Excerpts of location labeling data:
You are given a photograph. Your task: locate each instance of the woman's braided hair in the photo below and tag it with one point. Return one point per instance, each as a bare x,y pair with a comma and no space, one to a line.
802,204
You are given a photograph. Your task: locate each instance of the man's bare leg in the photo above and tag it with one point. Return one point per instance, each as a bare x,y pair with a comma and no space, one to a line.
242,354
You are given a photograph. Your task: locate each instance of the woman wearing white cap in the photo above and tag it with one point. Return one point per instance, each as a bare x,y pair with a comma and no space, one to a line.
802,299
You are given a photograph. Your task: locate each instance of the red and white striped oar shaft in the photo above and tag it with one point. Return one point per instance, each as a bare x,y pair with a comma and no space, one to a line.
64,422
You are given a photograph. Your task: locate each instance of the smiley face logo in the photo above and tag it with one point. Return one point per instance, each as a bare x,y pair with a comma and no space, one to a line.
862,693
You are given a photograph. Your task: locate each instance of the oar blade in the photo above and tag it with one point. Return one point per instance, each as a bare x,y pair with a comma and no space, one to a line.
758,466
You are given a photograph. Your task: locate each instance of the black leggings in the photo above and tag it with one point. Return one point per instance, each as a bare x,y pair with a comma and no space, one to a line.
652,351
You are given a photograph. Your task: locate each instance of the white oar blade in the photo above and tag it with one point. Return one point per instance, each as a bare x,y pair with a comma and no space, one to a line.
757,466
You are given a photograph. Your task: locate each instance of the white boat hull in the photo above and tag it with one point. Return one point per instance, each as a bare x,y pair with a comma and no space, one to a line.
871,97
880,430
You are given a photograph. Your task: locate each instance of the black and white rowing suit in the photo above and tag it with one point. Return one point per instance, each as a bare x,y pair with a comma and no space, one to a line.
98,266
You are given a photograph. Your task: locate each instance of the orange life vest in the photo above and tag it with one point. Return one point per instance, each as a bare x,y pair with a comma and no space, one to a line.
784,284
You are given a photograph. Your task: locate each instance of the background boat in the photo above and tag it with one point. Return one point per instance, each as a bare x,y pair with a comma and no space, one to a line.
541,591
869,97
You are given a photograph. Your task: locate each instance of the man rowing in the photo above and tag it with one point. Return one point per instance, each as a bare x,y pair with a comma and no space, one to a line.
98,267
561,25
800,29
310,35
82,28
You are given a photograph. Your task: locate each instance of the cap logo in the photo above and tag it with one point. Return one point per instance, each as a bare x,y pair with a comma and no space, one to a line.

What to produce:
Rewrite all the items above, replacing "tag it with one point" with "mark it with a single point" wherever it occurs and leaving everything else as it is.

Finished task:
You are given a photograph. Your task: locate each instance of the woman's braided hair in the photo below and mark it with a single point. Return one point per instance, each as a bare x,y pair with a comma and no space, one to a line.
802,204
You are given a photograph. Your task: locate each instance of the man's bare leg in the photo above and mark it with a single point. Return one point per instance, each as a bare x,y pair with a comma and no space, one to a line.
242,354
You are given a photograph. Your task: locate each instance of the woman wearing white cap in the photo above and mark it with a single point. Return one point per instance, each as a bare x,y pair with a comma and no space, one to a line.
802,299
You are given a photograph. Your task: locate each instance of the red and white striped oar shaft in the photo above and mark it with a single point. Return one point per instance, each as a bare x,y pair with a comma and no space, one to a line.
64,422
You are given a photograph. Your task: locate each instance of the smiley face logo in the photo above and mark it with a single point. Return one point per instance, each as a bare x,y pair with a comma and no space, one to a line.
862,693
You are given a photograph. Your task: locate each instance of the oar blade in the photo above and mark it with a single point. Return one point per instance, each as a bare x,y pair with a comma and no space, one to a line.
758,466
You are given a photograph. Your task: locate each instance of the black leggings in the photo above and mark it with a single point. Return one point per instance, each as a bare x,y pair with a comma and no space, one to a line.
652,351
You are given a photograph. Your task: locate each instance of the white oar blade in the photo above and mark it with a single point. Return one point per instance, each as a bare x,y pair with a comma and no space, one to a line.
757,466
You are given a photograph. Your task: locate each instance of the white boat hull in the photo above and mark it with a single point. Return one point per instance, each as a bare x,y pair with a comma and no space, one to a line.
871,97
880,430
You are given a photograph. Your task: locate each instance of the black and white rowing suit in the photo above and mark it with a single point. Return one point per instance, each as a bare x,y pair with a comma and no space, one to a line.
98,266
You are given a photograph. Your task: locate each instance of the orange life vest in the photo above and mark it with a single point. Return one point per instance, each as a bare x,y pair with a comma and no space, one to a line.
784,284
You are given a photograph. Your task: locate each instance of the background boat in the photo above and mark it with a single point. Return one point per instance, each as a bare x,y pair with a comma and no space, one to a line.
541,591
869,97
You are given a photograph. Your task: locate each instance of the man rowing in the photo above and mark it with a single point. Return one point per instance, each as a bare x,y pair with a comma and no space, one to a line.
98,267
561,25
800,29
310,35
82,28
You are given a photograph. Your task: locate each instance of the cap logo in the photo above and mark it with a single point. Return one point per instance, each as a bare x,y pair with a comma and no space, one to a line.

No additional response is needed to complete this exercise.